• GIVEN PROBLEM: Copy the items word for word, starting at the line with "Question. The picture above shows the sidewalk." and continuing through the final line of the items, with both of those lines included.

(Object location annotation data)

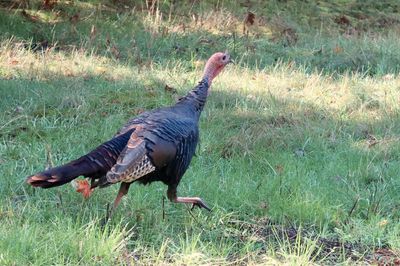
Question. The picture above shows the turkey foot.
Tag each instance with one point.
(83, 187)
(123, 190)
(195, 201)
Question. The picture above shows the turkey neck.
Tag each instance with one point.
(195, 100)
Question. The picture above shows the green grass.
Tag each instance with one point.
(299, 146)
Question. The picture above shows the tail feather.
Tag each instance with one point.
(95, 164)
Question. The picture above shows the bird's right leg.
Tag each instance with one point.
(195, 201)
(123, 190)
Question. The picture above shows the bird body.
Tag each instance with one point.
(157, 145)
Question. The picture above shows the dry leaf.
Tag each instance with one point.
(337, 49)
(170, 89)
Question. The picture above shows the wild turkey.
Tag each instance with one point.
(157, 145)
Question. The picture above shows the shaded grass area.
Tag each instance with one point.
(298, 153)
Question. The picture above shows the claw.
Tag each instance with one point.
(200, 204)
(83, 187)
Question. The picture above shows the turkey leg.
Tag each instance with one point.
(195, 201)
(123, 190)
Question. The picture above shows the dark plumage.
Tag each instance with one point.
(157, 145)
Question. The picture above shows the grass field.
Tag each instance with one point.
(299, 154)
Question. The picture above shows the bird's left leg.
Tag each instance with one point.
(123, 190)
(195, 201)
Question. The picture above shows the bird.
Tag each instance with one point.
(156, 145)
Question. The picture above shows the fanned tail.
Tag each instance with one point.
(95, 164)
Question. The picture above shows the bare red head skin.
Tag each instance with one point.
(215, 64)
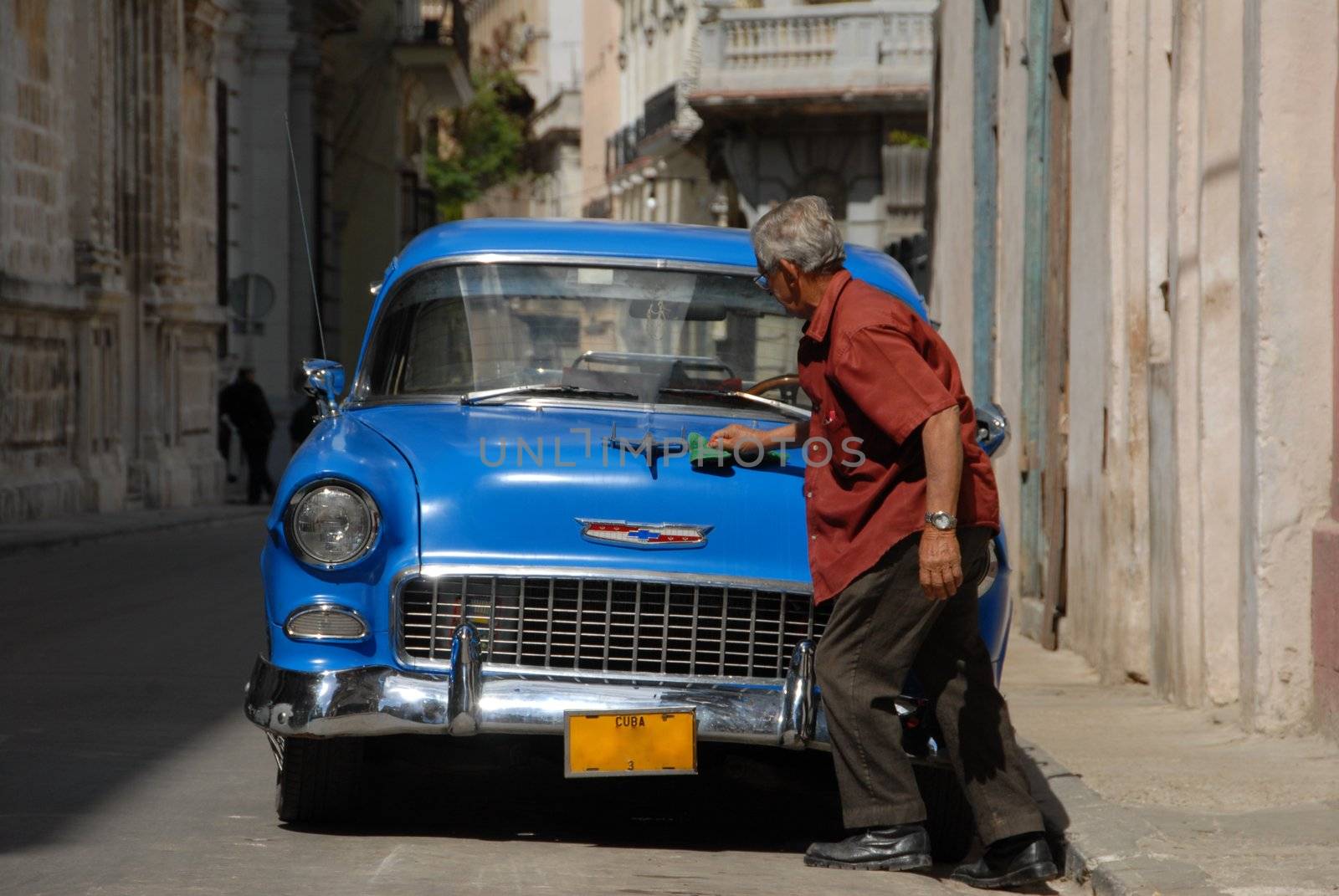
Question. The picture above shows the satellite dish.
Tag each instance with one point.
(251, 296)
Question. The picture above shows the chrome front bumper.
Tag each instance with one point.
(469, 699)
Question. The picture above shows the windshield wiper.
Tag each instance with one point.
(793, 410)
(556, 389)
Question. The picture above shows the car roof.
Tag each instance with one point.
(687, 244)
(586, 238)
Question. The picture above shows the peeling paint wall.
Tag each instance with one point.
(1202, 336)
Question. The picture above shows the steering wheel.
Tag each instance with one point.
(787, 386)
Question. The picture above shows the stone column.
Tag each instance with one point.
(1325, 540)
(1287, 296)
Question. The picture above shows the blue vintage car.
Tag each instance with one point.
(509, 524)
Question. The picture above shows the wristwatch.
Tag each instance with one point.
(941, 520)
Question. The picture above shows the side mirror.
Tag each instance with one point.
(991, 428)
(325, 382)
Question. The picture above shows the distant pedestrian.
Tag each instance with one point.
(243, 402)
(887, 550)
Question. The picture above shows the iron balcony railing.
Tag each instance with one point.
(817, 50)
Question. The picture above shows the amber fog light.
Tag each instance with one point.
(323, 622)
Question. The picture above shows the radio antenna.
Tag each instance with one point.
(307, 243)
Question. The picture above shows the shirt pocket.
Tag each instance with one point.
(845, 446)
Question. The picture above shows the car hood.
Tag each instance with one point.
(485, 499)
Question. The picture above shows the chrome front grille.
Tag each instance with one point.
(609, 624)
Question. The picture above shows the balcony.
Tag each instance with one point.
(874, 55)
(432, 33)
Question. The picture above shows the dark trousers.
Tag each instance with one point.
(883, 627)
(258, 468)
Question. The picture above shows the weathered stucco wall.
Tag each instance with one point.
(951, 289)
(1202, 244)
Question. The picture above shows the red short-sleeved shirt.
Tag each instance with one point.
(875, 371)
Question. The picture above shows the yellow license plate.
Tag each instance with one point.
(624, 744)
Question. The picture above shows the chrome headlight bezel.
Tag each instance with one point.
(358, 492)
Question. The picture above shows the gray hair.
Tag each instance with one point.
(801, 231)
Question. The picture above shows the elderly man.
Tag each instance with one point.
(899, 543)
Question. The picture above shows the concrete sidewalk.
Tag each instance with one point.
(1162, 800)
(87, 526)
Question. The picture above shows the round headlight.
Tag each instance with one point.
(331, 524)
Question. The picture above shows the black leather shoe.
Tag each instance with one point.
(1013, 862)
(899, 848)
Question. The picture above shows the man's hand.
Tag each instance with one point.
(734, 436)
(941, 563)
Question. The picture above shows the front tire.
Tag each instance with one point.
(321, 780)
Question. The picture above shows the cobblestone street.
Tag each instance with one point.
(124, 777)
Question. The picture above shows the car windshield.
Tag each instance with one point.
(680, 336)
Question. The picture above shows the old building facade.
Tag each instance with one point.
(1133, 252)
(147, 185)
(109, 279)
(541, 42)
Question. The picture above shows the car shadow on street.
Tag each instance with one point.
(513, 789)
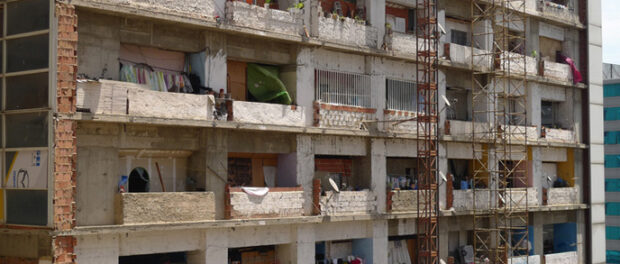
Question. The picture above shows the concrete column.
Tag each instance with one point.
(536, 173)
(99, 249)
(300, 252)
(532, 36)
(441, 19)
(538, 233)
(375, 14)
(379, 241)
(378, 172)
(305, 169)
(581, 233)
(533, 105)
(305, 83)
(442, 158)
(444, 233)
(215, 64)
(217, 167)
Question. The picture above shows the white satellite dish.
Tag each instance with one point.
(334, 185)
(446, 100)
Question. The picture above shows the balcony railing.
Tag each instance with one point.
(347, 31)
(278, 202)
(170, 207)
(348, 203)
(130, 99)
(240, 13)
(268, 114)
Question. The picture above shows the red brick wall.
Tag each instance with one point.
(64, 134)
(334, 165)
(16, 260)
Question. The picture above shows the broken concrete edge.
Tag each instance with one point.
(152, 121)
(316, 42)
(120, 229)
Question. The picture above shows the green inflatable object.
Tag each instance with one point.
(265, 85)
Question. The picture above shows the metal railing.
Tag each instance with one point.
(401, 95)
(342, 88)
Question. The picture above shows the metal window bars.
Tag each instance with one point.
(342, 88)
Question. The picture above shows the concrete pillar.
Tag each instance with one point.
(378, 172)
(581, 236)
(305, 83)
(97, 249)
(300, 252)
(444, 233)
(538, 233)
(305, 169)
(215, 70)
(217, 167)
(533, 105)
(537, 180)
(375, 14)
(379, 241)
(532, 37)
(441, 20)
(442, 158)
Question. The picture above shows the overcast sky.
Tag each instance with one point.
(611, 31)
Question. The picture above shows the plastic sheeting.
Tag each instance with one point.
(265, 85)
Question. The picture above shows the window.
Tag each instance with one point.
(25, 111)
(548, 114)
(401, 95)
(611, 90)
(459, 37)
(611, 113)
(342, 88)
(612, 137)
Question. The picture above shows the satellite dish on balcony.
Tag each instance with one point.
(445, 99)
(334, 185)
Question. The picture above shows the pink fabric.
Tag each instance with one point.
(576, 74)
(154, 57)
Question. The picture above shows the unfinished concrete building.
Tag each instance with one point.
(382, 131)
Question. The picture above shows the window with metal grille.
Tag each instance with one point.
(459, 37)
(342, 88)
(401, 95)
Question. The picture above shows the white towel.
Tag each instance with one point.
(256, 191)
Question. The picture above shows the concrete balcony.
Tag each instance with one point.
(278, 202)
(348, 203)
(562, 196)
(195, 9)
(462, 130)
(135, 100)
(519, 63)
(515, 198)
(171, 207)
(406, 201)
(405, 44)
(268, 114)
(557, 71)
(570, 257)
(535, 259)
(242, 14)
(557, 11)
(347, 31)
(461, 56)
(560, 135)
(341, 116)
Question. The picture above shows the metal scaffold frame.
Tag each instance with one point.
(499, 130)
(427, 76)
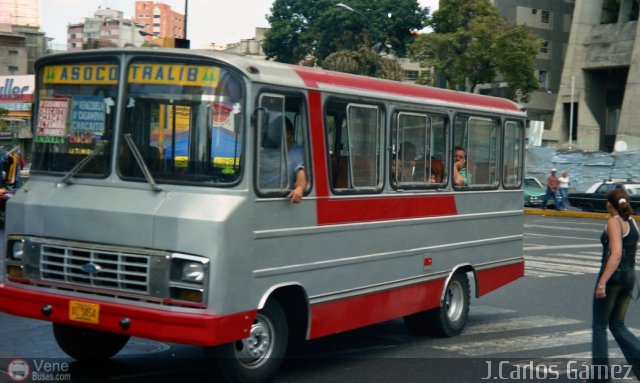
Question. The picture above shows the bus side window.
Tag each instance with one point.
(479, 136)
(418, 141)
(282, 145)
(354, 136)
(513, 154)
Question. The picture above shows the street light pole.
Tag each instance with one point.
(374, 36)
(573, 87)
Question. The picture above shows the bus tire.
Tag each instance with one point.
(87, 344)
(258, 357)
(450, 318)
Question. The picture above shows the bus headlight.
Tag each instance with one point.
(193, 272)
(17, 251)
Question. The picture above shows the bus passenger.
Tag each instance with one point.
(461, 176)
(273, 175)
(295, 155)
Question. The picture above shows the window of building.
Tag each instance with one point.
(543, 77)
(545, 16)
(545, 47)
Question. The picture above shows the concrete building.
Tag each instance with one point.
(159, 20)
(21, 41)
(108, 27)
(600, 110)
(20, 12)
(551, 21)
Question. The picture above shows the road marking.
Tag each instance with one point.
(536, 321)
(560, 247)
(593, 263)
(519, 343)
(557, 228)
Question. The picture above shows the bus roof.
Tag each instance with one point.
(272, 72)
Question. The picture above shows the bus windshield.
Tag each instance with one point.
(75, 117)
(185, 119)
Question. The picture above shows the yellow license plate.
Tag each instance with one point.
(84, 312)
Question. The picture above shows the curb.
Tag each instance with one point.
(566, 213)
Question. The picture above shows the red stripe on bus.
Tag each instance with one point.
(336, 210)
(165, 326)
(313, 78)
(347, 314)
(491, 279)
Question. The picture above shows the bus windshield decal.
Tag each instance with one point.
(88, 74)
(174, 74)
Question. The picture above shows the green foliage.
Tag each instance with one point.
(363, 62)
(471, 45)
(301, 29)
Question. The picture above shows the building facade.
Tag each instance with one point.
(159, 20)
(550, 20)
(597, 108)
(107, 28)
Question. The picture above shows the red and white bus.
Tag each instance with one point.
(152, 211)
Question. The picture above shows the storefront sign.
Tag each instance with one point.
(16, 89)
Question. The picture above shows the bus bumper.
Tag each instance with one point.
(166, 326)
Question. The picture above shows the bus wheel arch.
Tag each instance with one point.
(450, 317)
(280, 323)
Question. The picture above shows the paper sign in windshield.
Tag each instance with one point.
(52, 117)
(87, 114)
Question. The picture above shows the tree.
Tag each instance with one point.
(471, 45)
(317, 28)
(365, 61)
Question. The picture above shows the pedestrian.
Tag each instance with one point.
(614, 287)
(552, 190)
(563, 181)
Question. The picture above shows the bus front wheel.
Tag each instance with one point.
(449, 319)
(87, 344)
(258, 357)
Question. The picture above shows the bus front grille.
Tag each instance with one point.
(100, 269)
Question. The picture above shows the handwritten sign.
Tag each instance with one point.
(87, 114)
(52, 117)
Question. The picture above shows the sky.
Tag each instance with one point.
(208, 21)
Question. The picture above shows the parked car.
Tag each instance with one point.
(597, 200)
(534, 193)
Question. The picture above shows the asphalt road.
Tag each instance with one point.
(535, 329)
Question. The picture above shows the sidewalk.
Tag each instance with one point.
(565, 213)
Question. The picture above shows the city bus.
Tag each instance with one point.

• THE ANSWER:
Question. The picture above shows the sidewalk.
Tag each instance with one point.
(565, 213)
Question. The picture above shows the city bus.
Tag each instance with one point.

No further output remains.